◆ **Materials provided**:

● ● ●

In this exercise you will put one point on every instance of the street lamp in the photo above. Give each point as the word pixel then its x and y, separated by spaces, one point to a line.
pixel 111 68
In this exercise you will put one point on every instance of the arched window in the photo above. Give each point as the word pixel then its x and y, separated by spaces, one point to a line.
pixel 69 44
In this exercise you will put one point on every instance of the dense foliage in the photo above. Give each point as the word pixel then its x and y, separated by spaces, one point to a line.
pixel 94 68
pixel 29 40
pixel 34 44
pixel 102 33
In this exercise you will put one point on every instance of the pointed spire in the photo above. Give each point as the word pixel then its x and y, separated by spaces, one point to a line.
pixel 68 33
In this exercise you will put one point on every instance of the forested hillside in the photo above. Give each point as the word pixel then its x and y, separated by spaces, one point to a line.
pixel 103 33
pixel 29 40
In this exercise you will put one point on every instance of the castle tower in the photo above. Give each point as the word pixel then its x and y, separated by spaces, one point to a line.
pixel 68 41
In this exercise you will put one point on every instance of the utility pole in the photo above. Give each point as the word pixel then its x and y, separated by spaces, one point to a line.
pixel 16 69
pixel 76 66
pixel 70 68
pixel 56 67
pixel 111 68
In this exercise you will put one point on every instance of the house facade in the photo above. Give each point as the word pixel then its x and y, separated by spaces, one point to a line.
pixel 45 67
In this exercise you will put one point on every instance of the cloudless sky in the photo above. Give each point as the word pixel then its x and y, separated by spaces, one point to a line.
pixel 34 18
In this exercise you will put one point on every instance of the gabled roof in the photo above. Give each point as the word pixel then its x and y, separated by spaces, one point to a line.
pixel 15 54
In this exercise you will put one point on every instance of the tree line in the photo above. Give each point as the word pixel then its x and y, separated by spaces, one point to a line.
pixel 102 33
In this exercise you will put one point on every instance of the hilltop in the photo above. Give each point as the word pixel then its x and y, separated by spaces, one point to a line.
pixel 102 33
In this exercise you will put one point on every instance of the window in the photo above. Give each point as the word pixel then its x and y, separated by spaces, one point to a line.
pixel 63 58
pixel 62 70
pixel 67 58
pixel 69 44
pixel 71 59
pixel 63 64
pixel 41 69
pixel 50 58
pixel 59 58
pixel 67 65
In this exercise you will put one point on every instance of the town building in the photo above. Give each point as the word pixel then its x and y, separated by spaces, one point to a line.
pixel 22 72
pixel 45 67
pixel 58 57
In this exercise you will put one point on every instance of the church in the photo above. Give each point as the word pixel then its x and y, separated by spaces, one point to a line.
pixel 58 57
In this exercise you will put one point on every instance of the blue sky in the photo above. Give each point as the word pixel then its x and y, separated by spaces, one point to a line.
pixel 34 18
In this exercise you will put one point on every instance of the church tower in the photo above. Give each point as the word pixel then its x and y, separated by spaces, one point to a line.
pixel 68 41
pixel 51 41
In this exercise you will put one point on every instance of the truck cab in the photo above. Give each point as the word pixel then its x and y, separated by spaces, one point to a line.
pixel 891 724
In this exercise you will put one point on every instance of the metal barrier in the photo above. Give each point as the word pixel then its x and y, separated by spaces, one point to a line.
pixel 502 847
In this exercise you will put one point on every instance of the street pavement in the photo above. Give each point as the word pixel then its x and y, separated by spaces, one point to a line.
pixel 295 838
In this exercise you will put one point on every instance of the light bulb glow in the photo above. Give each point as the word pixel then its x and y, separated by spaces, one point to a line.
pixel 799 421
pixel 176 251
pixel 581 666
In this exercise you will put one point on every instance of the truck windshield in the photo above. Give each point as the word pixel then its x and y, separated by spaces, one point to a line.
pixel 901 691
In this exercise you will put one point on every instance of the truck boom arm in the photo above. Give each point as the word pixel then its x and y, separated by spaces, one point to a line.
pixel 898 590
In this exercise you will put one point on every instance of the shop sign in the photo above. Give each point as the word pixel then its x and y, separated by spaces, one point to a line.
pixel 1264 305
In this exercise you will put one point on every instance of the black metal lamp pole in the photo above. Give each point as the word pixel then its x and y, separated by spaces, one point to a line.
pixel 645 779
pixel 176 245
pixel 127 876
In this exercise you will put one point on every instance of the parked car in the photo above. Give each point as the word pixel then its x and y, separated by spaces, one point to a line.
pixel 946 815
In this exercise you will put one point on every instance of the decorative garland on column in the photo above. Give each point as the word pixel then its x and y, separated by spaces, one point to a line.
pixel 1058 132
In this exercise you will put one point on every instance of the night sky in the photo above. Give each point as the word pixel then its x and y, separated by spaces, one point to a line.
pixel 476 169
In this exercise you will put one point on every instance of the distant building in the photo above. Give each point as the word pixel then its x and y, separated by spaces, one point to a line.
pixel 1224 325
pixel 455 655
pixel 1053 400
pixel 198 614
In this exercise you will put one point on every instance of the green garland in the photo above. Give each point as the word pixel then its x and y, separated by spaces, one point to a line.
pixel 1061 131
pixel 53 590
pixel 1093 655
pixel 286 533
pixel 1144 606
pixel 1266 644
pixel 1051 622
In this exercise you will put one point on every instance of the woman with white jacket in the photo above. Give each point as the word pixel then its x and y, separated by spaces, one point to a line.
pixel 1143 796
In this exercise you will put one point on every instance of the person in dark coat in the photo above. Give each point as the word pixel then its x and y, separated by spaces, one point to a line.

● ● ●

◆ **Task statement**: Retype the data. Keep every word as it stands.

◆ **Exercise answer**:
In this exercise you will put one point on every instance of the street lamp in the photo above. Give each point as the word pixel then its x and y, separated by spaces, one point to a line.
pixel 111 68
In this exercise you will put one point on every instance of the arched window in the photo above. Give each point as the word pixel then its x and y, separated by spaces, one point to a line.
pixel 69 44
In this exercise you will put one point on every instance of the dense foliage in the photo above. Give each point as the word pixel then its x and y, separated by spaces, one point to a line.
pixel 94 68
pixel 29 40
pixel 34 44
pixel 102 33
In this exercise you will put one point on every instance of the pointed spire in the photo above. Give each point as the word pixel then its x and y, separated by spaces, one point to a line.
pixel 68 33
In this exercise you will put one point on every instance of the forested hillside in the photo above. Give each point as the word pixel then its x and y, separated by spaces, one point to a line.
pixel 103 33
pixel 29 40
In this exercise you will put one point on every instance of the castle tower in the photo above. Give each point as the word pixel then its x and y, separated by spaces, one point to a line.
pixel 68 41
In this exercise you will put one point on every instance of the utility pole in the photo above. Give each point as the word pixel then its x and y, separated by spaces, one point to a line.
pixel 16 69
pixel 76 66
pixel 70 68
pixel 56 67
pixel 111 68
In this exercise you will put one point on every instance of the house facade in the photo above. Give each point as the word pixel then its x and y, separated by spaces, one point to a line.
pixel 45 67
In this exercise you will put one point on every instance of the cloudless sky in the photo above. Give each point as the word pixel then its x and y, separated by spaces, one point to a line.
pixel 34 18
In this exercise you will put one point on every instance of the gabled roof in the photo above. Give each point as the word pixel then its x and y, separated by spaces, one point to a line.
pixel 15 54
In this exercise you will put one point on every instance of the tree line in the photo above. Give each point as the word pixel then its x and y, separated by spaces, one point to a line.
pixel 102 33
In this exercise you will put one point on every instance of the hilltop in the photo above. Give each point as the word pixel then its x and y, separated by spaces, one point to a line.
pixel 102 33
In this exercise you will put one point on every instance of the window in the photo above. Give each point as the word pixel then its x and y, separated by spaces, one point to a line.
pixel 63 58
pixel 62 70
pixel 67 58
pixel 69 44
pixel 71 59
pixel 63 64
pixel 41 69
pixel 50 58
pixel 59 58
pixel 67 65
In this exercise you will put one point on every instance of the town building in the photo above. Give each point as the word pixel then its x and y, separated by spaces, one point to a line.
pixel 22 72
pixel 45 67
pixel 58 57
In this exercise you will put one point on every instance of the church in the photo above. Give each point as the word pixel then its x and y, separated by spaces, one point to a line.
pixel 58 57
In this exercise you will put one point on every instance of the blue sky in the photo above. Give each point as the word pixel then its x and y, separated by spaces, one point to a line.
pixel 34 18
In this exercise you will put one point on every instance of the church tower in the photo above. Give each point as the word pixel then its x and y, separated by spaces, one point to a line.
pixel 68 41
pixel 51 41
In this exercise you will put one point on every instance of the truck cab in the photo above. Give each point as the word pixel then its x and y, separated by spaces, one point to a line.
pixel 891 724
In this exercise you will put one point on every instance of the metal barrier in the photo above. Give each point as the word pixel then its x and y, separated by spaces, one point to a line.
pixel 502 847
In this exercise you will put one point on every instance of the street pavement in the photo above. Give each point as the word pixel then its x and y, separated by spaces, one point to a line.
pixel 295 838
In this exercise you will put one point on every instance of the light bulb glow in the photo above. Give each point as the word pixel then its x and y, separated by spaces, one point to a line.
pixel 799 421
pixel 176 251
pixel 581 666
In this exercise you will put one point on every instance of the truck windshield in the photo above. Give each point as the word pixel then its x and y, separated by spaces, one point to a line.
pixel 901 691
In this exercise you will put one point on every instance of the truck boom arm in the photo above. Give each point as the word pixel then its x and y, separated by spaces, one point to a line.
pixel 898 590
In this exercise you will put one point on every instance of the shop sign in the photo above. Give each point as the word pixel then its x and y, separated by spaces, one point to a line.
pixel 1264 305
In this exercise you will put one point on every instance of the black metal lamp pole in the photo above. Give each point as the word pixel then its x and y, separated by spaces, one point to a line.
pixel 645 779
pixel 176 245
pixel 127 876
In this exercise you will put one point on every instance of the parked car in the photo above. Give each point as the word pixel then its x and y, separated by spaces, one point to a line.
pixel 946 815
In this exercise you will put one point on every instance of the decorative garland on column in the photo above. Give each point as the word pixel then its x and y, separated by spaces, one point to a line.
pixel 1058 132
In this exercise you will put one point on every instance of the night sky in the photo above. Give each point as the word pixel then its x and y, separated by spaces, one point to a line.
pixel 476 169
In this exercise you will put one point on every instance of the distant building in the photo above. Give each point as the word pixel then its x and y, separated by spaces, one point to a line.
pixel 1224 325
pixel 455 655
pixel 1053 400
pixel 198 614
In this exercise you will put one point on every instance of the green garland in the photo above. Give each point as the word pixel then its x and y, separated by spaces, one point to a line.
pixel 1061 131
pixel 53 590
pixel 1093 655
pixel 286 533
pixel 1144 606
pixel 1266 644
pixel 1051 622
In this exercise you will put one point on every instance of the woman with white jacket in the photo above. Give each point as the word pixel then its x and y, separated by spaces, one point to a line.
pixel 1143 796
In this exercise you will put one point on every instance of the person in dark coat in the photo above. Give each point as the word pixel then its x and y, separated by spaces, one point to a line.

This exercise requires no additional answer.